▶ What you need to do
Select the lines of the records containing the word "sock" and list them.

▶ Extracted records
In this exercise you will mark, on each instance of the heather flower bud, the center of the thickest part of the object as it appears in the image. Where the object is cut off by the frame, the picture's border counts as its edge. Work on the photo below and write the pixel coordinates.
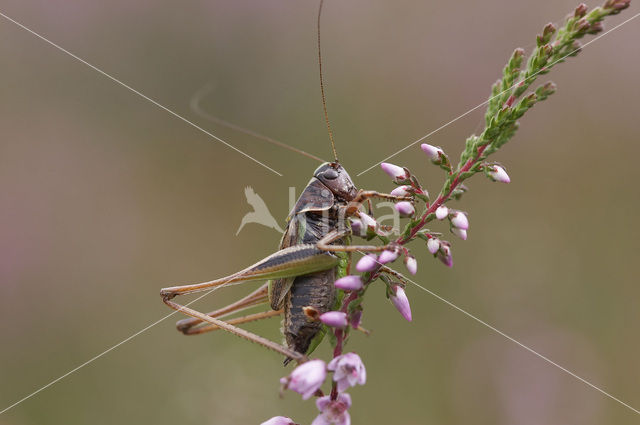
(368, 222)
(461, 233)
(307, 378)
(279, 420)
(401, 302)
(432, 152)
(356, 319)
(402, 191)
(348, 371)
(333, 411)
(367, 263)
(356, 226)
(459, 220)
(411, 263)
(498, 174)
(349, 283)
(395, 172)
(442, 212)
(387, 256)
(433, 245)
(444, 254)
(336, 319)
(617, 5)
(405, 208)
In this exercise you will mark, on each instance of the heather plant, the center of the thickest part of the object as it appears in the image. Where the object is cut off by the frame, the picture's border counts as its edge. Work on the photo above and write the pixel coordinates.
(511, 97)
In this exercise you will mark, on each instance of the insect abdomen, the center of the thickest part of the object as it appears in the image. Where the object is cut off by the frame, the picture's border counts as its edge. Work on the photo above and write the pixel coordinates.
(312, 290)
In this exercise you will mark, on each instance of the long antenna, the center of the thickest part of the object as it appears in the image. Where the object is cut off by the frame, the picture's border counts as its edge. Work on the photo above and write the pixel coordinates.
(195, 106)
(324, 102)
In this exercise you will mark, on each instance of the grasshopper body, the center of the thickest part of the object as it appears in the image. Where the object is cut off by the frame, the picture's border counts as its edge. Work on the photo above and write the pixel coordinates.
(318, 211)
(314, 252)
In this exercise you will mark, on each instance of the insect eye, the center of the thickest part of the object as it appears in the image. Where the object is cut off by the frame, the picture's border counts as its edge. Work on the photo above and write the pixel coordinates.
(330, 174)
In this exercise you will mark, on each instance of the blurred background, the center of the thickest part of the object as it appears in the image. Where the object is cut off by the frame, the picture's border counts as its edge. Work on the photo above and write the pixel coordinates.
(105, 198)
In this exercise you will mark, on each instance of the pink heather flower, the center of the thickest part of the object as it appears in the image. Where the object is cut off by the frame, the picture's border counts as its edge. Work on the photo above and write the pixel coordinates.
(432, 152)
(405, 208)
(412, 264)
(395, 172)
(348, 371)
(279, 420)
(433, 245)
(499, 174)
(349, 283)
(461, 233)
(460, 220)
(356, 226)
(356, 318)
(401, 191)
(333, 411)
(401, 302)
(444, 254)
(368, 222)
(367, 263)
(307, 378)
(387, 256)
(335, 319)
(442, 212)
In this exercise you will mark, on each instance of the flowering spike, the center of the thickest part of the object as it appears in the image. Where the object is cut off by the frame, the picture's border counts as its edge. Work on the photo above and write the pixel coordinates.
(387, 256)
(279, 420)
(348, 371)
(333, 411)
(433, 245)
(401, 191)
(498, 174)
(368, 222)
(459, 220)
(307, 378)
(395, 172)
(401, 302)
(367, 263)
(335, 319)
(349, 283)
(444, 254)
(432, 152)
(411, 263)
(461, 233)
(442, 212)
(356, 318)
(405, 208)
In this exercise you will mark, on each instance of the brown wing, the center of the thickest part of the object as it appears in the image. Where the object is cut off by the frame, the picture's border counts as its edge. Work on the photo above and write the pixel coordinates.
(278, 288)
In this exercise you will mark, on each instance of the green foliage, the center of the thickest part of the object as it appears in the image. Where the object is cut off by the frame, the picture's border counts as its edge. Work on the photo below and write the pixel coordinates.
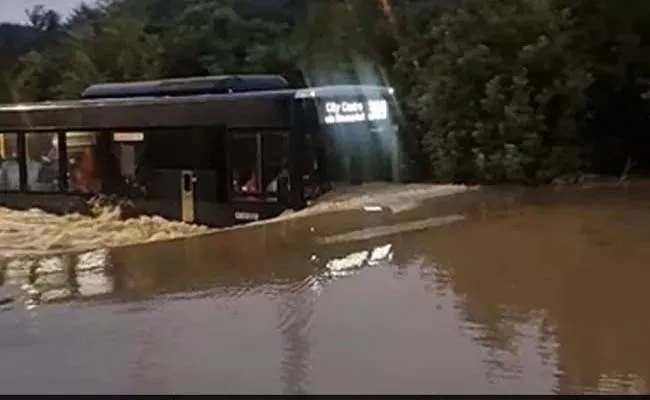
(491, 90)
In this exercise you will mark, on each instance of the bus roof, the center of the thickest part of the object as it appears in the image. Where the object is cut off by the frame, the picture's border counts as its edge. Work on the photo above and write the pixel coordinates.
(216, 84)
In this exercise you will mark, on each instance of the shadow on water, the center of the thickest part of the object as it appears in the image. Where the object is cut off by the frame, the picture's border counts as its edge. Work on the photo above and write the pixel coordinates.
(534, 292)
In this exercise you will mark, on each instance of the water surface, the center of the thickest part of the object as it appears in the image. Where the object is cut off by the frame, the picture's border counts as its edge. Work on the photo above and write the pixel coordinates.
(533, 292)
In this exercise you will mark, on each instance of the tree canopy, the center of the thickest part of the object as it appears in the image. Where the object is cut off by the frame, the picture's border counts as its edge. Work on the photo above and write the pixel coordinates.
(490, 90)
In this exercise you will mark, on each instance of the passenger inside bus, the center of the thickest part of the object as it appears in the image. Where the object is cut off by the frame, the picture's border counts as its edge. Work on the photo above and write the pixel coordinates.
(84, 173)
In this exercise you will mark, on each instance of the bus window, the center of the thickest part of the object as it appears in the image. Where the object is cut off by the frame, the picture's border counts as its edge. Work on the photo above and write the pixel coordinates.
(127, 152)
(246, 164)
(274, 161)
(259, 164)
(9, 168)
(82, 164)
(42, 162)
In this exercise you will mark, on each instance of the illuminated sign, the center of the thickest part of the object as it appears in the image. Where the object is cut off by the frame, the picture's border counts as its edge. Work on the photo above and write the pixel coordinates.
(347, 112)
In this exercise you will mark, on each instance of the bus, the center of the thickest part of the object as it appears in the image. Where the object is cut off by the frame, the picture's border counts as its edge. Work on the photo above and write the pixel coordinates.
(215, 150)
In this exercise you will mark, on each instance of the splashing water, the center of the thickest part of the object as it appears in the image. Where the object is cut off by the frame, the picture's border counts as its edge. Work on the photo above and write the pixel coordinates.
(36, 231)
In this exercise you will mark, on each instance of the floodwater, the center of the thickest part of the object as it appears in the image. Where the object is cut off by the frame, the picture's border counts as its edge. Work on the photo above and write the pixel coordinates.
(534, 291)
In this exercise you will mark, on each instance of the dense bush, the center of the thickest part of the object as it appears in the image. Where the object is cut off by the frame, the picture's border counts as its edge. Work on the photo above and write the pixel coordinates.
(491, 90)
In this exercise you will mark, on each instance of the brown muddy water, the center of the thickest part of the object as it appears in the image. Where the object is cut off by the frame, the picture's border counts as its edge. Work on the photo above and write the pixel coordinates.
(533, 291)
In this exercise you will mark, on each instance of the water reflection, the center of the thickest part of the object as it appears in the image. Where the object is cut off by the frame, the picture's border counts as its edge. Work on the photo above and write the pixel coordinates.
(532, 293)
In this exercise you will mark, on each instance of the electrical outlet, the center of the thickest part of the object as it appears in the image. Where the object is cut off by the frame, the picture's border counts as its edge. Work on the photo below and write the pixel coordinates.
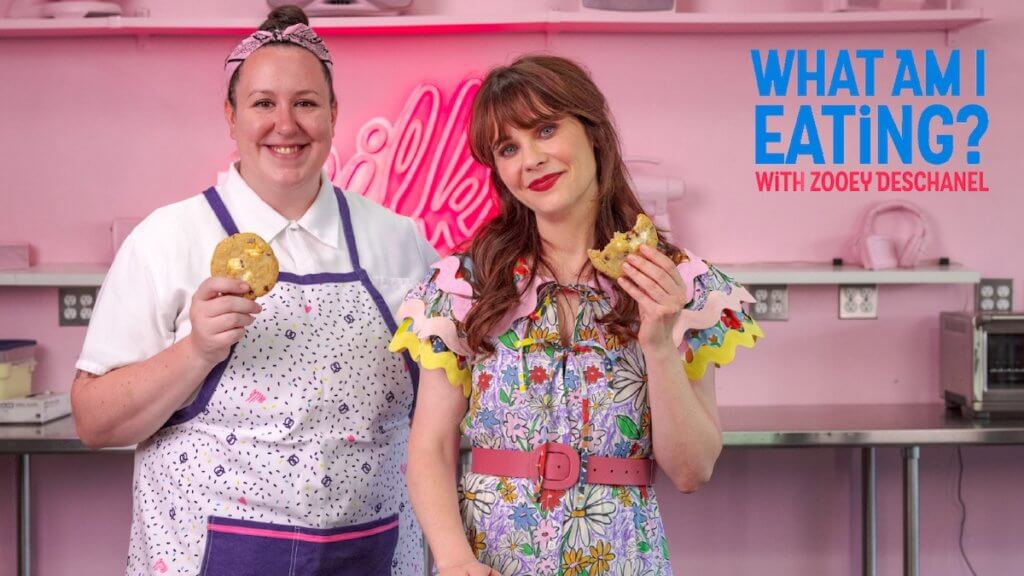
(994, 295)
(772, 302)
(858, 301)
(75, 305)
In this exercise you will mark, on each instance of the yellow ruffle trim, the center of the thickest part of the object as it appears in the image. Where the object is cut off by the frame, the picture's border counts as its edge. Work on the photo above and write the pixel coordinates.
(723, 354)
(423, 352)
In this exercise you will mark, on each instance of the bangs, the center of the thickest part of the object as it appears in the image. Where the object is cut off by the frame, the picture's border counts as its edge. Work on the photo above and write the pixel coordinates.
(513, 105)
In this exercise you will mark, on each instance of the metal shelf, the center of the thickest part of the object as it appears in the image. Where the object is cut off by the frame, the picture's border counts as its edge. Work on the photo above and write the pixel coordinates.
(55, 275)
(582, 22)
(825, 274)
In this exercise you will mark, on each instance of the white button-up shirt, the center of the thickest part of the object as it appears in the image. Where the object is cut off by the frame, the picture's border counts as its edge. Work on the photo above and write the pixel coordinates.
(143, 303)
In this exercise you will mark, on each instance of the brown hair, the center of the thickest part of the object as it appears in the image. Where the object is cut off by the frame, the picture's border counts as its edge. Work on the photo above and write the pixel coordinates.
(535, 90)
(280, 18)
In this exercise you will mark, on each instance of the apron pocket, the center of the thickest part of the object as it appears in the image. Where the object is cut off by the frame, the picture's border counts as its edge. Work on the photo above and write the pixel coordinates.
(239, 547)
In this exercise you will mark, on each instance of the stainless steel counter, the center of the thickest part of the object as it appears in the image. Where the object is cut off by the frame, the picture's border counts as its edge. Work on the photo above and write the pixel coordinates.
(911, 424)
(864, 426)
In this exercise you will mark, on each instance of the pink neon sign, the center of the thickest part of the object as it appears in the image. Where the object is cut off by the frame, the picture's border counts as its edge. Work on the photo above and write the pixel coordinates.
(420, 166)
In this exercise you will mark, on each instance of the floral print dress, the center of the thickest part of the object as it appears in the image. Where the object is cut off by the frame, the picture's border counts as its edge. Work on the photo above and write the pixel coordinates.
(591, 395)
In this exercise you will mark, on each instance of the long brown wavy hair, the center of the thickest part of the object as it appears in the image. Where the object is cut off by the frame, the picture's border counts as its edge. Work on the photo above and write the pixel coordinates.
(531, 91)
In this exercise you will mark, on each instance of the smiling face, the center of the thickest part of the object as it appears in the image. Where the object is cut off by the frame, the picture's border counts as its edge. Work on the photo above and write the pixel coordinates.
(550, 168)
(284, 120)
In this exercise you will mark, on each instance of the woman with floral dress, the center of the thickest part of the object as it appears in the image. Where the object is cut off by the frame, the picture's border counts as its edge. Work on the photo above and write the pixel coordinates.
(566, 383)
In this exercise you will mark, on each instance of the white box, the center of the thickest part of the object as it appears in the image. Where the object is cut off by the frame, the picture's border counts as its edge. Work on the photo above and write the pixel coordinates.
(35, 409)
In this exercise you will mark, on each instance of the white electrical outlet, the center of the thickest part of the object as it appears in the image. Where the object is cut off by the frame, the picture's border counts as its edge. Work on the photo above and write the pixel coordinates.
(994, 295)
(858, 301)
(772, 302)
(75, 305)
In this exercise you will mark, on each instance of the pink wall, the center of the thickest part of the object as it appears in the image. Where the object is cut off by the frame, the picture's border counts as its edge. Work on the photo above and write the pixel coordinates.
(108, 127)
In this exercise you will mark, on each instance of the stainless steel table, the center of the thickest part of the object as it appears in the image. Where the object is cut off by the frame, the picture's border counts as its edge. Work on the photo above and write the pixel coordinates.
(57, 437)
(868, 426)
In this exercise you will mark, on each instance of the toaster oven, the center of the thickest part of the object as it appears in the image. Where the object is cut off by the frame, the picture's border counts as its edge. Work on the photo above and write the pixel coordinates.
(982, 363)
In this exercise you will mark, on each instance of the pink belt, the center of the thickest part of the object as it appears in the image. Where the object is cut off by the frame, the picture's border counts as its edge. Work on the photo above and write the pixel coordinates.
(557, 465)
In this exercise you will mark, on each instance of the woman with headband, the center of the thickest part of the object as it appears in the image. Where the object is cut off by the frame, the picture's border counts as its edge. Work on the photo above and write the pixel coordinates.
(271, 434)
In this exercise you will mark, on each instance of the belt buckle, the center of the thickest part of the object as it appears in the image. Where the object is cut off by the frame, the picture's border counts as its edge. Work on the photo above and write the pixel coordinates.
(556, 457)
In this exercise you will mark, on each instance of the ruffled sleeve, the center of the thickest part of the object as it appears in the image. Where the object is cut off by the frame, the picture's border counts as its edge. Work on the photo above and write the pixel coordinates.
(430, 322)
(713, 324)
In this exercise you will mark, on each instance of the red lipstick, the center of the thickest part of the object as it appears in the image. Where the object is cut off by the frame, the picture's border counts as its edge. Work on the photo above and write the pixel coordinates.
(545, 182)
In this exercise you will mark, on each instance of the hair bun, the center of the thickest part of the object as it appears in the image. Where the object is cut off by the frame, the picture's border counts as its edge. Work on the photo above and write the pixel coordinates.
(284, 16)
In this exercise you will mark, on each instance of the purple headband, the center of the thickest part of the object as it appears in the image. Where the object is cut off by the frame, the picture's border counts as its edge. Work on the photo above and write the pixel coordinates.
(298, 34)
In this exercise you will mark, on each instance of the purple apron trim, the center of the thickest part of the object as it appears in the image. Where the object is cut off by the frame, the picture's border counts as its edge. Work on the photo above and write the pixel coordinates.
(346, 220)
(357, 275)
(203, 398)
(314, 532)
(353, 254)
(321, 278)
(220, 210)
(240, 548)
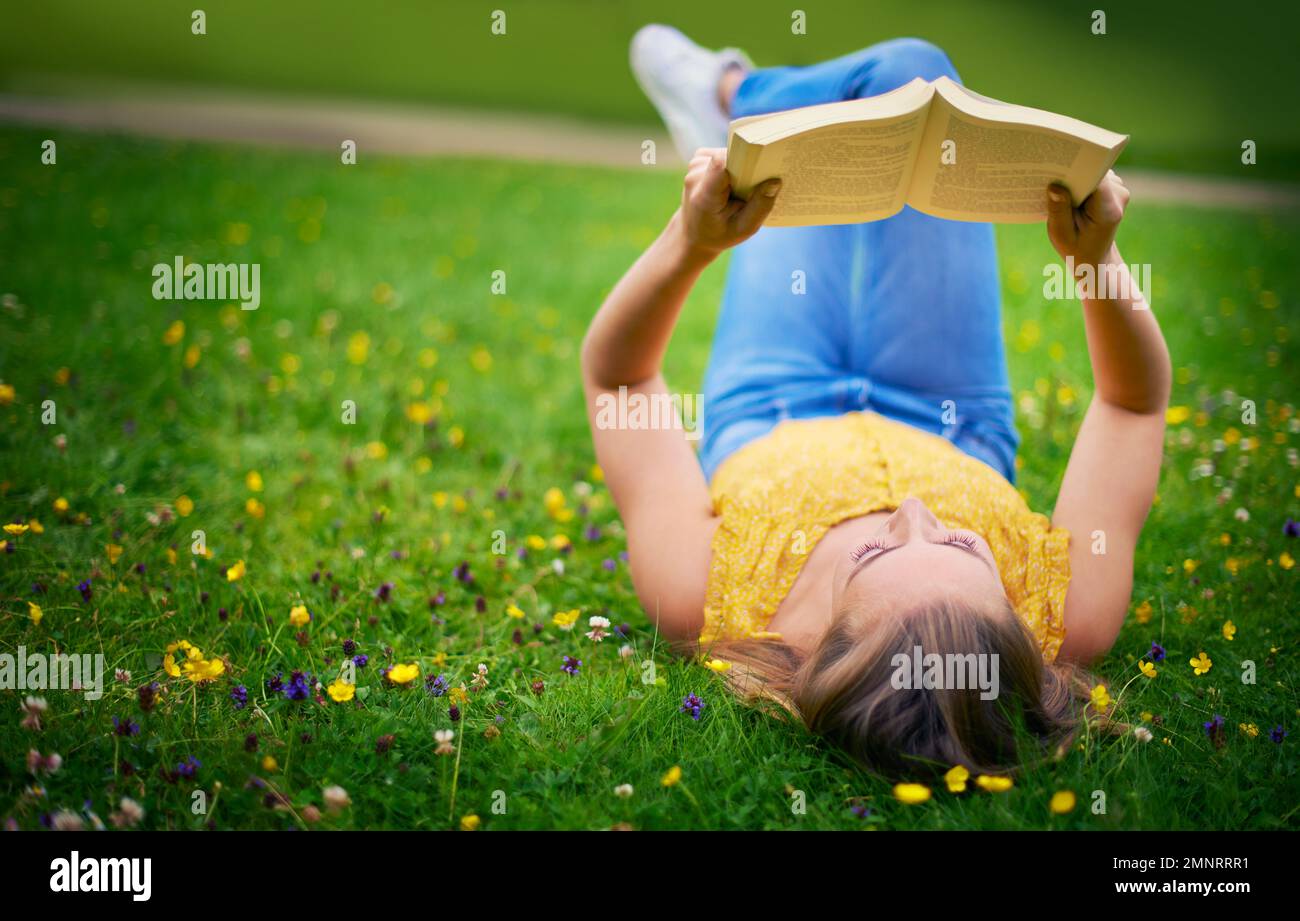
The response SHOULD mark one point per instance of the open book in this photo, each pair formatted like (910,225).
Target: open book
(932,145)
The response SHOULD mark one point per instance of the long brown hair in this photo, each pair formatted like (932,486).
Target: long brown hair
(843,690)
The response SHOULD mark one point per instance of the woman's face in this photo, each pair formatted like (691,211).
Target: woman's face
(911,560)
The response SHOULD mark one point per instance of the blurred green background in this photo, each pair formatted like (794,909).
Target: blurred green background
(1188,81)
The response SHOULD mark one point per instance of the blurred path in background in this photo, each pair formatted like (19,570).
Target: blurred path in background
(427,132)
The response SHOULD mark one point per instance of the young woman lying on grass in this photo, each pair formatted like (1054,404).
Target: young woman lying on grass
(832,519)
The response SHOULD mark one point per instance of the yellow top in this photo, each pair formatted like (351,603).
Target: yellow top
(809,475)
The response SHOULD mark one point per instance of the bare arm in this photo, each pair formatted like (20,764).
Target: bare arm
(653,474)
(1114,467)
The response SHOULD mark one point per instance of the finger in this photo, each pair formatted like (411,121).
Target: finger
(1106,204)
(750,217)
(715,184)
(1061,229)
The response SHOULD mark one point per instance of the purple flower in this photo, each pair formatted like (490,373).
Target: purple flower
(299,686)
(147,695)
(1214,730)
(692,704)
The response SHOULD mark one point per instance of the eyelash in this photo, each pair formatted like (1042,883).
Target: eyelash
(965,540)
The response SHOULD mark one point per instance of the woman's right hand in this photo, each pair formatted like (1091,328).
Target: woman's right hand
(1087,233)
(714,220)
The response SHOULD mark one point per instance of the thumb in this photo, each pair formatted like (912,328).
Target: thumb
(1061,229)
(750,217)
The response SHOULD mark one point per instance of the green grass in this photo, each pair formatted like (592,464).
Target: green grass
(403,251)
(1210,77)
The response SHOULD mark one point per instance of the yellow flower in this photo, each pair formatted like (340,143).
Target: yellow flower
(358,347)
(911,794)
(1100,697)
(203,669)
(957,778)
(341,692)
(993,783)
(553,500)
(403,674)
(419,413)
(1062,801)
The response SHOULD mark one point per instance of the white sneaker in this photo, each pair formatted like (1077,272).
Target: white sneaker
(681,81)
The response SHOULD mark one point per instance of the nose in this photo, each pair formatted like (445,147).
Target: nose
(911,518)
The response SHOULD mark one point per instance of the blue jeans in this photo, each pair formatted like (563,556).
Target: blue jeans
(900,316)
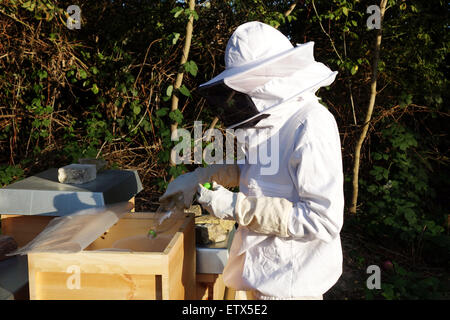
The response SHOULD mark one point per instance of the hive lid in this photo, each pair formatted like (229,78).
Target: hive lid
(42,194)
(75,232)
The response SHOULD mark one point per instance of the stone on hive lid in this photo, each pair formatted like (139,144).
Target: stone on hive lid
(77,173)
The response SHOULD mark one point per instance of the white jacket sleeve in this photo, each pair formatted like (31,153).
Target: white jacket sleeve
(316,170)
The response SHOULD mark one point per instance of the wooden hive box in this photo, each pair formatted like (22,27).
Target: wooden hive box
(165,270)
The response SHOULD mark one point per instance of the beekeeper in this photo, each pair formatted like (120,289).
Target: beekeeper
(287,245)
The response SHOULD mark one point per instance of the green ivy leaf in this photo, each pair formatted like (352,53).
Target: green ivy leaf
(176,36)
(94,88)
(161,112)
(176,116)
(83,74)
(191,67)
(137,109)
(169,90)
(345,11)
(185,91)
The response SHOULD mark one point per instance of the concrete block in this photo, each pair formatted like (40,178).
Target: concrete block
(100,163)
(77,173)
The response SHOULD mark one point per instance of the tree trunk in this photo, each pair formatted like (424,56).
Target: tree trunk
(373,94)
(184,57)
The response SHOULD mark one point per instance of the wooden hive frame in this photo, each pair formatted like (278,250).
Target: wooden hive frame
(168,272)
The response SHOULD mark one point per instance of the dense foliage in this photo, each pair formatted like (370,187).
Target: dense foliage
(105,91)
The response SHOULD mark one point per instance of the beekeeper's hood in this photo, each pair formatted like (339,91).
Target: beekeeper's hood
(263,71)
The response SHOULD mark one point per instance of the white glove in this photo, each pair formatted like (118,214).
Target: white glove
(266,215)
(219,201)
(186,184)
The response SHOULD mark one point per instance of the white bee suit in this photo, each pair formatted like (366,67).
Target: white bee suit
(287,243)
(301,253)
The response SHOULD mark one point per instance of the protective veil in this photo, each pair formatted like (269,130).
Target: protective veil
(287,244)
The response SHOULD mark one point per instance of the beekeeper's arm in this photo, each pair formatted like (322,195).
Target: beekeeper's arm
(225,174)
(316,170)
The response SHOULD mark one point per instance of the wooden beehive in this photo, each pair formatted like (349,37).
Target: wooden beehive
(164,270)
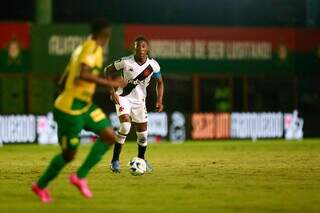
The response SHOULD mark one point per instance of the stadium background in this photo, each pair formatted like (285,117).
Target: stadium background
(234,56)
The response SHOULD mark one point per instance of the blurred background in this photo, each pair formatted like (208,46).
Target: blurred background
(218,58)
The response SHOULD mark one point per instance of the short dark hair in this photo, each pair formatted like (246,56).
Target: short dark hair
(141,38)
(98,25)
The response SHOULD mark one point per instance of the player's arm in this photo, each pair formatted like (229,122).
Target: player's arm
(86,74)
(87,60)
(111,72)
(159,91)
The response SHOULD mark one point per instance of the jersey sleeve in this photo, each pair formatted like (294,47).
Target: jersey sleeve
(87,55)
(156,69)
(119,64)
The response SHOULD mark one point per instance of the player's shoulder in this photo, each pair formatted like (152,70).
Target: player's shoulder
(155,65)
(128,58)
(90,45)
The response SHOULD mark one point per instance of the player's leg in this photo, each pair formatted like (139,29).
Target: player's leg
(68,130)
(140,118)
(123,112)
(97,122)
(121,135)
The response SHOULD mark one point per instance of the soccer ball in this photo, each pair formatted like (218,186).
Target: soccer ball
(137,166)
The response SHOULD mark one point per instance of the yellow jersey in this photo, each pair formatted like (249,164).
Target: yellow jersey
(76,90)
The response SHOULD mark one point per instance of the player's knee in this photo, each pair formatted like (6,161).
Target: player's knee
(142,138)
(68,155)
(124,128)
(123,131)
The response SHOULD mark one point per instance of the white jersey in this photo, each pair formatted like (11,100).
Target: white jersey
(137,76)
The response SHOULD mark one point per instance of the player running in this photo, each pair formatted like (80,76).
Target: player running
(74,111)
(130,100)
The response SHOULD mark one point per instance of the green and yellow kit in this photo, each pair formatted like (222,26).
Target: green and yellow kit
(73,108)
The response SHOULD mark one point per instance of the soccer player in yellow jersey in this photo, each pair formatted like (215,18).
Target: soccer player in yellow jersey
(74,111)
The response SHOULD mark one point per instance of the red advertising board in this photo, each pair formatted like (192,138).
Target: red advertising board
(14,47)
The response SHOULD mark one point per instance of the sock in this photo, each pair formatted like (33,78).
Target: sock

▶ Task solution
The response SHOULD mark one point per instance of the sock in this photo, each pair formatted like (33,78).
Target: sock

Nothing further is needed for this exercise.